Relevez intégralement le texte sur la beauté, sans en changer un seul mot.

- **TEXTE FOURNI**
= = = =

La beauté
« Dans un univers de plus en plus marqué par l’obsession de la satisfaction immédiate, l’appât du gain, la recherche du profit, le primat de l’avoir, il est frappant de constater non seulement la permanence mais le développement d’un intérêt pour le beau….aspiration à une «autre chose » qui puisse enchanter l’existence et, peut être même, l’ouvrir et la porter au-delà d’elle-même. Expérience de gratuité… évidence avec laquelle elle emporte l’adhésion au-delà de tout discours …indicible joie dans son étrangeté même…l’expérience esthétique peut représenter un «analogue suggestif de l’expérience à laquelle appelle la foi chrétienne …Ne faut il pas articuler la voie esthétique avec la poursuite du bien et la recherche du vrai ? ».(1)
Aux funérailles de son père, grand industriel ,grand chasseur ,grand connaisseur et grand amateur en art contemporain, son fils aîné a pris la parole : « Papa, ils sont venus nombreux ceux qui t’ont accompagné dans ton travail durant de longues années, ceux avec qui tu as assouvi ta passion de la chasse, ils sont venus nombreux pour te dire qu’au fond ton originalité ,ta vision, ton éclectisme, ton grand cœur, ta bonté leur ont fait découvrir autrement le beau, cette chère beauté que tu as longuement et patiemment découverte. Vas tu la retrouver cette beauté avec certitude en suivant ce fantôme errant des « âmes perdues »(2) qui d’Est en Ouest, du lever au coucher du soleil, entre nuages et pluies, a transporté ton esprit vers je ne sais quel au-delà ? Vas tu la retrouver cette beauté en suivant la « peule » de jean Rouland (3) inspiratrice d’art africain…… qui t’a fait voyager dans un monde insoupçonné ? Vas tu enfin la retrouver cette beauté à travers ces tableaux et ces sculptures, fenêtres vers l’infini, captée par ces artistes originaux et fous ? Papa ,si tu rencontres réellement cette beauté qui t’a fait courir et rêver, reste quelques temps sur cette « terrasse des âmes perdues » à y attendre celle qui t’a accompagné toute ta vie pour lui faire partager encore une fois la réalité de cette beauté et qu’ensemble vous rentriez dans le paradis des âmes »

= = = =

- **LISTE DES ENTRÉES**
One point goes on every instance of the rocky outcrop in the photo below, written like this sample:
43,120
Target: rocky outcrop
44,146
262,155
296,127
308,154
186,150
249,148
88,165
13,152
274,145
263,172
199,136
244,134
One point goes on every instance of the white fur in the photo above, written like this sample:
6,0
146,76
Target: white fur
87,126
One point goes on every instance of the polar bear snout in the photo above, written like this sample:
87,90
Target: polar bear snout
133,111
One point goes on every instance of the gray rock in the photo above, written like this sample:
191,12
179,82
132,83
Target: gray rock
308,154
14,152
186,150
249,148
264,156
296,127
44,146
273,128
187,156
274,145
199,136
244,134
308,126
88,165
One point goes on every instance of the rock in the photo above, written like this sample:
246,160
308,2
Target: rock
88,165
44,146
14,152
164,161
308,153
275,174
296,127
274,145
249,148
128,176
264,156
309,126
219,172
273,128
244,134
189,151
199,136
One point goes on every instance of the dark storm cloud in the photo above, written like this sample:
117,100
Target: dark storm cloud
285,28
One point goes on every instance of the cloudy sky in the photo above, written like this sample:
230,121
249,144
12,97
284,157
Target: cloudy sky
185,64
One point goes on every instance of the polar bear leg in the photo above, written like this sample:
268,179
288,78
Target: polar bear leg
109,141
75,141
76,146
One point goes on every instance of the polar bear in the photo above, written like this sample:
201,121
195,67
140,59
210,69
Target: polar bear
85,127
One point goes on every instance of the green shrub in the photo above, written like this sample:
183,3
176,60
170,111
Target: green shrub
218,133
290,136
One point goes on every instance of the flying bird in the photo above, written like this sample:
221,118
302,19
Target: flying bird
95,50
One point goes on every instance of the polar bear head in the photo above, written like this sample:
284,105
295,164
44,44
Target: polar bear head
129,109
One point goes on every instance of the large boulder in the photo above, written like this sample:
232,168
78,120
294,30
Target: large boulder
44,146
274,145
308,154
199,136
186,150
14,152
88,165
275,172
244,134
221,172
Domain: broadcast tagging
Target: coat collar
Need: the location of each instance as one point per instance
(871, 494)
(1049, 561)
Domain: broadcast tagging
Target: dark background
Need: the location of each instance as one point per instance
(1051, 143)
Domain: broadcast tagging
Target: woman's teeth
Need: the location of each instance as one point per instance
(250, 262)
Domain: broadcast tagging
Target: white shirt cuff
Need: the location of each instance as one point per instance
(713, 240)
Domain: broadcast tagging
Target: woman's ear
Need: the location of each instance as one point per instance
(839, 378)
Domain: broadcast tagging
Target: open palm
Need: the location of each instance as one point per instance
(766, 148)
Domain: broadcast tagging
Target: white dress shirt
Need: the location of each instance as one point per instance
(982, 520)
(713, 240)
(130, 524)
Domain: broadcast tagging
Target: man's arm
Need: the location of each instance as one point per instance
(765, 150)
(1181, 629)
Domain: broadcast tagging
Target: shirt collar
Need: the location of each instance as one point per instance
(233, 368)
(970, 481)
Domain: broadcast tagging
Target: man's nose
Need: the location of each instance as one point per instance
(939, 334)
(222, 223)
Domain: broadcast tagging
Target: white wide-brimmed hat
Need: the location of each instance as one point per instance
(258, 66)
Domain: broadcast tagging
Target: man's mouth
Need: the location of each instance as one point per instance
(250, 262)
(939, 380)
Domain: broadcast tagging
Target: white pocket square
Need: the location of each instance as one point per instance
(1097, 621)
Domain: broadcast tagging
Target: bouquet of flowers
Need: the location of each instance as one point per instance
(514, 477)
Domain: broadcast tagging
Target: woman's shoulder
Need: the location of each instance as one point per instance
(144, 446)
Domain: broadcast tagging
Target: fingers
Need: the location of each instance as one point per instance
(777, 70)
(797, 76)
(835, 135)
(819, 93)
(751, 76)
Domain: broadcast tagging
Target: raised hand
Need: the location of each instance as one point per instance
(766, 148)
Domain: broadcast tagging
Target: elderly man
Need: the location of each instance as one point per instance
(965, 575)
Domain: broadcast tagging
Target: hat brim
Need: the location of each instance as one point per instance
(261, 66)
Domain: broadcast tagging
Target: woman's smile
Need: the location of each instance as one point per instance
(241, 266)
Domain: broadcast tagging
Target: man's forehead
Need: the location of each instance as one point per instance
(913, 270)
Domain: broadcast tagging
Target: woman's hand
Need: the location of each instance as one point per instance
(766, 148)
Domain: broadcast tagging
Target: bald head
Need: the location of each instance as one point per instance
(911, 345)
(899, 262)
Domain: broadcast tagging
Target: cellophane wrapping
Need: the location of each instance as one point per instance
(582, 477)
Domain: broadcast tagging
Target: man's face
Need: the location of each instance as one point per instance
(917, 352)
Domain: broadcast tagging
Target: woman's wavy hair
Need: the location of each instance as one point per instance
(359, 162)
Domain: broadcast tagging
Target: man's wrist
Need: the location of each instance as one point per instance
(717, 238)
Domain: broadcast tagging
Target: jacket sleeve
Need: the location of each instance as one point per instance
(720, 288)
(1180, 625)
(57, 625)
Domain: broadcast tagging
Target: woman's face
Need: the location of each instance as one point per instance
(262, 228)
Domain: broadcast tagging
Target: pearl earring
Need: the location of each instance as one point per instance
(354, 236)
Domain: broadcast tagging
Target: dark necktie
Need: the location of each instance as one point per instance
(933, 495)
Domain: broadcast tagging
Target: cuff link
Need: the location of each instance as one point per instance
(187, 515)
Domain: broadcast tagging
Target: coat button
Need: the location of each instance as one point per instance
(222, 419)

= = = =

- **RÉPONSE RÉDIGÉE**
La beauté
« Dans un univers de plus en plus marqué par l’obsession de la satisfaction immédiate, l’appât du gain, la recherche du profit, le primat de l’avoir, il est frappant de constater non seulement la permanence mais le développement d’un intérêt pour le beau….aspiration à une «autre chose » qui puisse enchanter l’existence et, peut être même, l’ouvrir et la porter au-delà d’elle-même. Expérience de gratuité… évidence avec laquelle elle emporte l’adhésion au-delà de tout discours …indicible joie dans son étrangeté même…l’expérience esthétique peut représenter un «analogue suggestif de l’expérience à laquelle appelle la foi chrétienne …Ne faut il pas articuler la voie esthétique avec la poursuite du bien et la recherche du vrai ? ».(1)
Aux funérailles de son père, grand industriel ,grand chasseur ,grand connaisseur et grand amateur en art contemporain, son fils aîné a pris la parole : « Papa, ils sont venus nombreux ceux qui t’ont accompagné dans ton travail durant de longues années, ceux avec qui tu as assouvi ta passion de la chasse, ils sont venus nombreux pour te dire qu’au fond ton originalité ,ta vision, ton éclectisme, ton grand cœur, ta bonté leur ont fait découvrir autrement le beau, cette chère beauté que tu as longuement et patiemment découverte. Vas tu la retrouver cette beauté avec certitude en suivant ce fantôme errant des « âmes perdues »(2) qui d’Est en Ouest, du lever au coucher du soleil, entre nuages et pluies, a transporté ton esprit vers je ne sais quel au-delà ? Vas tu la retrouver cette beauté en suivant la « peule » de jean Rouland (3) inspiratrice d’art africain…… qui t’a fait voyager dans un monde insoupçonné ? Vas tu enfin la retrouver cette beauté à travers ces tableaux et ces sculptures, fenêtres vers l’infini, captée par ces artistes originaux et fous ? Papa ,si tu rencontres réellement cette beauté qui t’a fait courir et rêver, reste quelques temps sur cette « terrasse des âmes perdues » à y attendre celle qui t’a accompagné toute ta vie pour lui faire partager encore une fois la réalité de cette beauté et qu’ensemble vous rentriez dans le paradis des âmes »